Reproduce the passage of the text on Tasers in New Zealand word for word, from "Tasers have been" up to and including "Tasers is illegal.".

═══ TEXT BLOCK ═══

= Tasers in New Zealand =

Tasers have been used by the New Zealand Police since March 2010, after trial periods in 2006 and 2007. They originally used the Taser X2 but started replacing them in 2023 with the Taser 10. Civilian possession of Tasers is illegal.

== History ==
The New Zealand Police trialled the use of Tasers in 2006 and 2007. They police began using them in March 2010. Shortly after the roll-out, the police received criticism about the number of people with mental illnesses being targeted with the weapons. By October 2012, Tasers had been activated 212 times throughout the country. Starting in 2015, all frontline police officers began routinely carrying Tasers. Before then, Tasers were only carried when it was determined that there was a likely chance of violence; they were stored in locked boxes in police vehicles. In 2020 the police stopped using Tasers in custodial areas as recommended by the Independent Police Conduct Authority after an incident in Dunedin's police cells.

═══ DATA PROVIDED ═══

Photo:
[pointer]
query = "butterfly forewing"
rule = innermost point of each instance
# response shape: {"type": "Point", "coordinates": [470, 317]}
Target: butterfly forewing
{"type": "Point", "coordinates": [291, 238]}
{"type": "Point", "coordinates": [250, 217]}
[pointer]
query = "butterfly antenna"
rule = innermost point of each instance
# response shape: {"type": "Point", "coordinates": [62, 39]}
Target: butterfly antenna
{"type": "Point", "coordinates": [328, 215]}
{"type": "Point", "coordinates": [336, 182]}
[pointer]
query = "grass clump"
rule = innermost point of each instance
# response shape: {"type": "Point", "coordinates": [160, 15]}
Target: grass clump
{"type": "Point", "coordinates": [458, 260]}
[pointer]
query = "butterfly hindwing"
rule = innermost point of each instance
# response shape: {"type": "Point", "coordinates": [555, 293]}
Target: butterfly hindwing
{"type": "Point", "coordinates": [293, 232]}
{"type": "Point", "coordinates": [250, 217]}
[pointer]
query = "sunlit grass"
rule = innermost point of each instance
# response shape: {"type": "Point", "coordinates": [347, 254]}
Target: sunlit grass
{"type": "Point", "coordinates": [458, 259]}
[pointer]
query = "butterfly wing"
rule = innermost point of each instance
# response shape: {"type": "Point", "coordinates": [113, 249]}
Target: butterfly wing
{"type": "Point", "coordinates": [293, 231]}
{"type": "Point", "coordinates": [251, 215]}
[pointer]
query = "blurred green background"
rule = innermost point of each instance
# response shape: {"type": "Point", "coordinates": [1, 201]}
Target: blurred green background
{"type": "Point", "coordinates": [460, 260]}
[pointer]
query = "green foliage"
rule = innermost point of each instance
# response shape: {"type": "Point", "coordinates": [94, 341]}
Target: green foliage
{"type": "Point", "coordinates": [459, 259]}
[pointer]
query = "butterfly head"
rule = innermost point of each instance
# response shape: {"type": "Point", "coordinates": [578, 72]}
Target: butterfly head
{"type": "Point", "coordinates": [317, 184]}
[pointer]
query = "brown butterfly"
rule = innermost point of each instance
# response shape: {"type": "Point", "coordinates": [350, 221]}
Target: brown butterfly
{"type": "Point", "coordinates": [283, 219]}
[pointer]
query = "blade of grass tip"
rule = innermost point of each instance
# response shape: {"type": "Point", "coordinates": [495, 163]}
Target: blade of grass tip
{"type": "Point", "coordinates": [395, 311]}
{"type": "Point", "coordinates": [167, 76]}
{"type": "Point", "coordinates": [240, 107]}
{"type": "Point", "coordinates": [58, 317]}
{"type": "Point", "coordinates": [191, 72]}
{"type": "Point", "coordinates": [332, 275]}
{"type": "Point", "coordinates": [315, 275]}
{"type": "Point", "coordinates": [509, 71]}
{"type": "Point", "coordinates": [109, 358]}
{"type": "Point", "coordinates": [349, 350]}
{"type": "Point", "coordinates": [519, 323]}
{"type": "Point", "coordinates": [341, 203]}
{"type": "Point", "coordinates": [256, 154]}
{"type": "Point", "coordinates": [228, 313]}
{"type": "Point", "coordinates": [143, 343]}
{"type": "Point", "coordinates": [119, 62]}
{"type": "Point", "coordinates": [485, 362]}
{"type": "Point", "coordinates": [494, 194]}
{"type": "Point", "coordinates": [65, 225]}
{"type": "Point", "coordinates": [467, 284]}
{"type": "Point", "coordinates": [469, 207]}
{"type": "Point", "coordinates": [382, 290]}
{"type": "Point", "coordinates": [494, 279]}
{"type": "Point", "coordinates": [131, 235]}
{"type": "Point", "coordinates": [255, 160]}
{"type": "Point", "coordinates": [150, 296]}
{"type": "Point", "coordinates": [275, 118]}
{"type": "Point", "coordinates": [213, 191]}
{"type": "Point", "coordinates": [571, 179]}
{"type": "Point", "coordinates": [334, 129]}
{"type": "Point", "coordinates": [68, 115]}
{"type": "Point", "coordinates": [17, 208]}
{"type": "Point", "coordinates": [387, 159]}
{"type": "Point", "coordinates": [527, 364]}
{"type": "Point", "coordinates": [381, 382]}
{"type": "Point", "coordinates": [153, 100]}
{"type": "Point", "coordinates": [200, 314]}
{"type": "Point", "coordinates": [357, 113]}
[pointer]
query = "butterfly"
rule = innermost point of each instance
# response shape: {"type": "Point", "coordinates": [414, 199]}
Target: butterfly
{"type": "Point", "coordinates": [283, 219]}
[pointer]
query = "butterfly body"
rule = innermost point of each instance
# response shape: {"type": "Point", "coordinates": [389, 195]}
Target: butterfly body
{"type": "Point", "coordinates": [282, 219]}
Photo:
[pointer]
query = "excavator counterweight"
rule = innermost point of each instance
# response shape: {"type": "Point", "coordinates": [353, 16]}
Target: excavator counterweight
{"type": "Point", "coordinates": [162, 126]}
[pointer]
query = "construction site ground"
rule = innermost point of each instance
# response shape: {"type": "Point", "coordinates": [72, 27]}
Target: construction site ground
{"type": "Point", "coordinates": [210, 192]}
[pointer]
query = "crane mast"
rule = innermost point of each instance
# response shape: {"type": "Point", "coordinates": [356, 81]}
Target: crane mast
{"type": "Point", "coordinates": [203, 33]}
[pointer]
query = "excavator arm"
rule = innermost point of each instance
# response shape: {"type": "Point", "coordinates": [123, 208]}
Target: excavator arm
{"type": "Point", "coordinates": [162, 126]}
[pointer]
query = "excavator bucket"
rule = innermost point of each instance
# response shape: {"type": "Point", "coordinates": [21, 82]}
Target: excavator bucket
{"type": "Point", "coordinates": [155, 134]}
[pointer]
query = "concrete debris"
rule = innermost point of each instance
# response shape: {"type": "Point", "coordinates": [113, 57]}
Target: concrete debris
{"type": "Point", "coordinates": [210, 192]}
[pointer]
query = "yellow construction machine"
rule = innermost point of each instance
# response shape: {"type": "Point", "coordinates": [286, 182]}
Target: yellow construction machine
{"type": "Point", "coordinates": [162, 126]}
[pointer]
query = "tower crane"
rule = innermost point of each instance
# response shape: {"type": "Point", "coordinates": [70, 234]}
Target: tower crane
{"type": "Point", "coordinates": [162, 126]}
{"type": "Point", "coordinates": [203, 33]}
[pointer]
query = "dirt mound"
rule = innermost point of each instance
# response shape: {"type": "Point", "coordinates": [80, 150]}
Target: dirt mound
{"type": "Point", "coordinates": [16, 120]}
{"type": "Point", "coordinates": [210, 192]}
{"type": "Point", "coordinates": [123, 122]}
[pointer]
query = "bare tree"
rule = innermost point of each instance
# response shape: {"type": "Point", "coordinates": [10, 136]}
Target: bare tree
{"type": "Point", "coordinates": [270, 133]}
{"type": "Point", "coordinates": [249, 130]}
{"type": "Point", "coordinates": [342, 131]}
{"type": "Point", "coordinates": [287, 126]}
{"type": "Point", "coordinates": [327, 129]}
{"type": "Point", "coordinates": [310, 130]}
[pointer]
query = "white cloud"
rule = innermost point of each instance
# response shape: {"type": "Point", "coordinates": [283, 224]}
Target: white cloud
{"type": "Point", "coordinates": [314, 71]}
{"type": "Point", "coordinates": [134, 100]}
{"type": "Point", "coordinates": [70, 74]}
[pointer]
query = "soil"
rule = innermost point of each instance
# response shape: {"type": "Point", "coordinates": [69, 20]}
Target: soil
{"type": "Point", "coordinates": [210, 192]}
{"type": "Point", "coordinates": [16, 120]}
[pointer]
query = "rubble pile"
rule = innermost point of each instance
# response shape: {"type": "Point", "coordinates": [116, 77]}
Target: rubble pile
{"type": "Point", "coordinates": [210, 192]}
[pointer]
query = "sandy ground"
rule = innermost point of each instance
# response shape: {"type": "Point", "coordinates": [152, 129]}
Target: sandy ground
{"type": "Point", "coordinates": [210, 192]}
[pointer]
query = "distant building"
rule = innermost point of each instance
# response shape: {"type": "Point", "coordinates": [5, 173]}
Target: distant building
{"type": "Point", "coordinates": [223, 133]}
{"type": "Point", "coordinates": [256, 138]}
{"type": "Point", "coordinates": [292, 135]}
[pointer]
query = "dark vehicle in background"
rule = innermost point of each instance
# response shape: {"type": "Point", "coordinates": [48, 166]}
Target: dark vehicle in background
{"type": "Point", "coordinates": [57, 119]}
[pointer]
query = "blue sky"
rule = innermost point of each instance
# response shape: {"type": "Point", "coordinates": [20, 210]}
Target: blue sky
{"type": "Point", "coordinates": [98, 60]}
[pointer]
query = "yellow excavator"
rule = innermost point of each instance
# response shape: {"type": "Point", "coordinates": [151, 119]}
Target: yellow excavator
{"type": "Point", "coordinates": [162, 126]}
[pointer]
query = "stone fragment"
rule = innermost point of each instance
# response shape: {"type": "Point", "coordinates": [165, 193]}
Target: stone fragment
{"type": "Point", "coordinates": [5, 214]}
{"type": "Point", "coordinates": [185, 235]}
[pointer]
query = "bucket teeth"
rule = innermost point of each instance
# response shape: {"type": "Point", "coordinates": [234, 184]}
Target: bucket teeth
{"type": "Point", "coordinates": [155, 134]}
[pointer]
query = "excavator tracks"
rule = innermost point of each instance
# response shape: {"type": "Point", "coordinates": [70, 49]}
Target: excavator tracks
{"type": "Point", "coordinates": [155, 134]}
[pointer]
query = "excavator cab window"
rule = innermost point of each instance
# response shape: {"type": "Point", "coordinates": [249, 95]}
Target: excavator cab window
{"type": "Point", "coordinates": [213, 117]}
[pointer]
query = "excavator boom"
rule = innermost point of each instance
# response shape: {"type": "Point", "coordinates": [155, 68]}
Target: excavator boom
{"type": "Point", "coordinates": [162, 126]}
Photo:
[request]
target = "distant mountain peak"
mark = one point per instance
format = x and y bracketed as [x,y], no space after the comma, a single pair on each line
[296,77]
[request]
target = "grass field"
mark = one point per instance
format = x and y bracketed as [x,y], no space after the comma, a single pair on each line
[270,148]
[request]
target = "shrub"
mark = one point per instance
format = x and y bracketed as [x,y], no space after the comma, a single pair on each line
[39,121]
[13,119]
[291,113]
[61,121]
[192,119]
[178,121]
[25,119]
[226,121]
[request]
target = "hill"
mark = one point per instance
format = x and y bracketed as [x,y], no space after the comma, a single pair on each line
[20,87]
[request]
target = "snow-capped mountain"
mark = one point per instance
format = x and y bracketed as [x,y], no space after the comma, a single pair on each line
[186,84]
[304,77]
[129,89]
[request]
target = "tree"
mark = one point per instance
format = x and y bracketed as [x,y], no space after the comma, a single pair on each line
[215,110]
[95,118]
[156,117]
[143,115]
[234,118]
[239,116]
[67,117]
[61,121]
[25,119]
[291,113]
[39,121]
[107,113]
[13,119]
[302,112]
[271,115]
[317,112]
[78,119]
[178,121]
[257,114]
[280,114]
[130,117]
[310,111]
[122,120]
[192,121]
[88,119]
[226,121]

═══

TASK OUTPUT:
Tasers have been used by the New Zealand Police since March 2010, after trial periods in 2006 and 2007. They originally used the Taser X2 but started replacing them in 2023 with the Taser 10. Civilian possession of Tasers is illegal.